Reading passage:

-- Opening Marker --

I think they’re some of the best instrumentalists out there. I spend a lot of time focusing on my instrumental skills as well but I also spend a lot of time on my singing and songwriting. It’s cool to bring the songs to the table and get inside the songs and get a look at it from the instrumental side of things. They have an amazing sensibility when it comes to ideas for my songs because we’ve playing together for so long. I also think because of the nature of being a trio – there’s room for a lot of space because a lot of these songs of mine start out with me singing and playing, so it’s cool to add to that but not too significantly. I’m very thankful for their musicianship. They can bring so much to the table but they also know when to hold back and leave some room.
On Build Me Up From Bones you covered “Simple Twist of Fate,” and on a previous album you covered “Ring Them Bells,” what’s the connection to Bob Dylan?

-- Closing Marker --

Tasks to complete:
A) Please copy the passage of the interview excerpt starting with "On Build Me" and going on through "to Bob Dylan?".
B) According to the interview excerpt, why is there room for a lot of space in the speaker's songs? Answer in one to three sentences.

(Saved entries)
-- Opening Marker --

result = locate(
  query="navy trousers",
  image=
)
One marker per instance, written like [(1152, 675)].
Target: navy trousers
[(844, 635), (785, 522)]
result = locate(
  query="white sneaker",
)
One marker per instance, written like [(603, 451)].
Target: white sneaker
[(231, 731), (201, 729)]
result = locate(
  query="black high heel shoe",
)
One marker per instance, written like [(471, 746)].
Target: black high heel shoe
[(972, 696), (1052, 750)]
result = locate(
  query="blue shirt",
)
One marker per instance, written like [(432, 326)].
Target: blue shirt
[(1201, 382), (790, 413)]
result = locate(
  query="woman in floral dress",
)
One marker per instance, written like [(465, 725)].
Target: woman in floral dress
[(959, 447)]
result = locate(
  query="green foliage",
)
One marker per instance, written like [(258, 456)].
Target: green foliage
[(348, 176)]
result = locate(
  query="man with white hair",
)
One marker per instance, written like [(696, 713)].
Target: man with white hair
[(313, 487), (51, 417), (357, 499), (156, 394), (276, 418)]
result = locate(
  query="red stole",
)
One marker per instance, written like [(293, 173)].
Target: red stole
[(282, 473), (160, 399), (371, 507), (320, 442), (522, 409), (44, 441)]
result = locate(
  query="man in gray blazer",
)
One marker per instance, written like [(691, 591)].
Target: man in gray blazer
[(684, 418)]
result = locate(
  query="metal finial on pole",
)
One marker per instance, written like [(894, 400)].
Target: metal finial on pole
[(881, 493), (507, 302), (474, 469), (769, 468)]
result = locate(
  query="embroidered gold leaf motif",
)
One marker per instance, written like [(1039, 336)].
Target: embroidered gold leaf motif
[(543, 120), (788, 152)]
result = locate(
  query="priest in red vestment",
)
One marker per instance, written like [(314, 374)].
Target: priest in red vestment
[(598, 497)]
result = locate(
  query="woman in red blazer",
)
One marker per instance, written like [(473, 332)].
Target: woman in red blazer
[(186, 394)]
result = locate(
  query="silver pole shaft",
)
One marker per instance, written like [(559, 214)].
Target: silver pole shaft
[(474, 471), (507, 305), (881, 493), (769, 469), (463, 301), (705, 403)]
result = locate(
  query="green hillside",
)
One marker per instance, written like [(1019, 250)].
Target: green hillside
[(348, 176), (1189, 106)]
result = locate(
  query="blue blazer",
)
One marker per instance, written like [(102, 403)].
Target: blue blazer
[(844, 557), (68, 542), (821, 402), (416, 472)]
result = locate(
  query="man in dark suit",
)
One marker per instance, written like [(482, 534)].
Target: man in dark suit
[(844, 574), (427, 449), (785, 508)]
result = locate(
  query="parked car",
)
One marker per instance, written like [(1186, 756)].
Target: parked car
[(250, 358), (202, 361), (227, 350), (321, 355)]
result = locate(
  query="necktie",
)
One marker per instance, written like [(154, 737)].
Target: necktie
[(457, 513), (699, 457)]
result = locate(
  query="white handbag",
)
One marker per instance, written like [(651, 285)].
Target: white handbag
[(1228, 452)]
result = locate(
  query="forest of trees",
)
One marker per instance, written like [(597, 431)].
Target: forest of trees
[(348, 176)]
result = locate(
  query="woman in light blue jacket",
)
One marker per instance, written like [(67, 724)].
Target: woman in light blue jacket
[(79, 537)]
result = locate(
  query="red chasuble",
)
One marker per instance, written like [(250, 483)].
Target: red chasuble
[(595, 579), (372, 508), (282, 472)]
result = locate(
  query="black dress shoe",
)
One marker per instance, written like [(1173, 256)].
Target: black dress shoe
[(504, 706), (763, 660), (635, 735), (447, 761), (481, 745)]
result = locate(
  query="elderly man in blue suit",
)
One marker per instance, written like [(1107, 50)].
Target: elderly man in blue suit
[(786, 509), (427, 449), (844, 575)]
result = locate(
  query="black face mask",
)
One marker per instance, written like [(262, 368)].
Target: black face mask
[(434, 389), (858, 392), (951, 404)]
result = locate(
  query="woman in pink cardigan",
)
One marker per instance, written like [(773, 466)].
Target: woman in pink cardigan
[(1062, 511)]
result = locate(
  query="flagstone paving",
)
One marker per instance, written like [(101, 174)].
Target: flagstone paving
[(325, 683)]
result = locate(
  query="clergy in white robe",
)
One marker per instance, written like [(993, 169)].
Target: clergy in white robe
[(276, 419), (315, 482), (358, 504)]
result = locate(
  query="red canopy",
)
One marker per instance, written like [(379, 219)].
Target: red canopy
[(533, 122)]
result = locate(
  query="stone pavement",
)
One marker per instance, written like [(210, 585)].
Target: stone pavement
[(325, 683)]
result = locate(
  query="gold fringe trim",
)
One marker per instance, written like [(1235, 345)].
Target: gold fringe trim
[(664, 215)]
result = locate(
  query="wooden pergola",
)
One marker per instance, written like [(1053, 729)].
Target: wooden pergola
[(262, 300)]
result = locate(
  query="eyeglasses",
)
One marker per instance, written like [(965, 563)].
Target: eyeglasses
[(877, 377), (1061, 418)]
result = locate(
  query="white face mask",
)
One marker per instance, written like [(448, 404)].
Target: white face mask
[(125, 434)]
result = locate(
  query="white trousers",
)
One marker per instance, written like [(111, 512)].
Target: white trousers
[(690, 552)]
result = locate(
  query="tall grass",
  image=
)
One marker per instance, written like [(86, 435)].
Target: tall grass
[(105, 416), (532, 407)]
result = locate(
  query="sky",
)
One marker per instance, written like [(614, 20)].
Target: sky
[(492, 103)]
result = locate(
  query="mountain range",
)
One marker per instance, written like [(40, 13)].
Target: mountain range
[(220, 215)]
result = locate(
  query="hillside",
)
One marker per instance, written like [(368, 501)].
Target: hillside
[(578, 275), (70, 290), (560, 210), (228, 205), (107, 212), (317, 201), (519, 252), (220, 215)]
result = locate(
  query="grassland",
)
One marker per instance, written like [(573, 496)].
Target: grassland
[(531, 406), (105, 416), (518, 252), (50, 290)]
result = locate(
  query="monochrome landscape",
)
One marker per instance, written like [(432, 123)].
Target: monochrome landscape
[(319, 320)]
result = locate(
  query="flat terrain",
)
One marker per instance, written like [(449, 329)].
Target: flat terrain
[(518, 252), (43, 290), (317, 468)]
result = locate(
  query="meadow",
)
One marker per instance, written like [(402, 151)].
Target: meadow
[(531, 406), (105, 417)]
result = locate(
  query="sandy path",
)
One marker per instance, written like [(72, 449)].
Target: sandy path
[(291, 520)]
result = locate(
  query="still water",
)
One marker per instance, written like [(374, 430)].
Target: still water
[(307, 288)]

-- Closing Marker --

Solutions to the tasks:
A)
On Build Me Up From Bones you covered “Simple Twist of Fate,” and on a previous album you covered “Ring Them Bells,” what’s the connection to Bob Dylan?

B) The speaker credits the nature of being a trio and the fact that many of the songs start out with the speaker singing and playing. The other players can add to that, but not too significantly.